Задание:
Дословно перепечатайте часть отрывка о реакции маленьких детей на интерпретации, начиная со слов «Сейчас я проиллюстрирую» и заканчивая словами «импульсы на отца.».

Отрывок для чтения:
■ ■ ■
Сейчас я проиллюстрирую свои высказывания о реакции маленьких детей
на интерпретации. Питер, из анализа которого я привела уже некоторые
детали, сперва протестовал против моей интерпретации, что игрушечный
мужчина, которого он сбросил с “постели” и который “умер и разорен”,
представлял его отца. (Интерпретация желания смерти любимому человеку
обычно вызывает сильное сопротивление и у детей, и у взрослых). Во время
третьего часа Питер вновь принес похожий материал, но теперь принял мои
интерпретации и сказал задумчиво: “И если бы я был папой, и кто-то хотел
сбросить меня с постели, убить и разорить меня, что бы я подумал об этом?”
Это показывает, что он не только переработал, понял и принял мою интерпретацию,
но и что он осознал гораздо больше. Он понял, что его собственные агрессивные
чувства к отцу усиливали его страх перед отцом, и что он также проецировал
свои собственные импульсы на отца.
■ ■ ■
Исходные данные:
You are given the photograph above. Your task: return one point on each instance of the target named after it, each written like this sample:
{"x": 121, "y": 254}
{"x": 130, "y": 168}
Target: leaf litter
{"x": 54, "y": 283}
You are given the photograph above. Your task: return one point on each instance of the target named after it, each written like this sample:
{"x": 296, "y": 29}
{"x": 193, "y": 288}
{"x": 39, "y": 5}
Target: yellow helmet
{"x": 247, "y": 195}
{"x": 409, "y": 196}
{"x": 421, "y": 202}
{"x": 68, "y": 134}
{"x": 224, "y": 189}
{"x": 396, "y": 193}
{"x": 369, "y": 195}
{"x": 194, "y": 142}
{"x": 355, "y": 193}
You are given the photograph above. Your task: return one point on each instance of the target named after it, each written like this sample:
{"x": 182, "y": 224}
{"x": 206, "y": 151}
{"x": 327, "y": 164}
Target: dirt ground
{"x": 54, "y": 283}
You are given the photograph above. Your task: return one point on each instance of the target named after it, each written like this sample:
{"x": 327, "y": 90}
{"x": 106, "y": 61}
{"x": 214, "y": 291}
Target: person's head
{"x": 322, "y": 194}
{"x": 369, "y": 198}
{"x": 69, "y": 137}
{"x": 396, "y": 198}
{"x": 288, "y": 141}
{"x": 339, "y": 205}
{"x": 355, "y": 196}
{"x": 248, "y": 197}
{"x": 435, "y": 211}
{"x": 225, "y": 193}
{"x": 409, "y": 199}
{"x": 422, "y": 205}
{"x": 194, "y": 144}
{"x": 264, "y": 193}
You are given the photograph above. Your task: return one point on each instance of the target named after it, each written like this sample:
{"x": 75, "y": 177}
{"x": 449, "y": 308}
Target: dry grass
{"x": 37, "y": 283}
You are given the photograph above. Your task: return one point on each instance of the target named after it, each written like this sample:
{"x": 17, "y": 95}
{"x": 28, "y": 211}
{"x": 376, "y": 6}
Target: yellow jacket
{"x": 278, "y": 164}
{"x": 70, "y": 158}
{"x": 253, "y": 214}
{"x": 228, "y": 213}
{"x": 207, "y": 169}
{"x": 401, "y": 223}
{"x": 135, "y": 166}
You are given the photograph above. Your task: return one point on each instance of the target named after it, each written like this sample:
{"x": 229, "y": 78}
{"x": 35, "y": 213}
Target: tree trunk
■ ■ ■
Ответ на задание:
Сейчас я проиллюстрирую свои высказывания о реакции маленьких детей
на интерпретации. Питер, из анализа которого я привела уже некоторые
детали, сперва протестовал против моей интерпретации, что игрушечный
мужчина, которого он сбросил с “постели” и который “умер и разорен”,
представлял его отца. (Интерпретация желания смерти любимому человеку
обычно вызывает сильное сопротивление и у детей, и у взрослых). Во время
третьего часа Питер вновь принес похожий материал, но теперь принял мои
интерпретации и сказал задумчиво: “И если бы я был папой, и кто-то хотел
сбросить меня с постели, убить и разорить меня, что бы я подумал об этом?”
Это показывает, что он не только переработал, понял и принял мою интерпретацию,
но и что он осознал гораздо больше. Он понял, что его собственные агрессивные
чувства к отцу усиливали его страх перед отцом, и что он также проецировал
свои собственные импульсы на отца.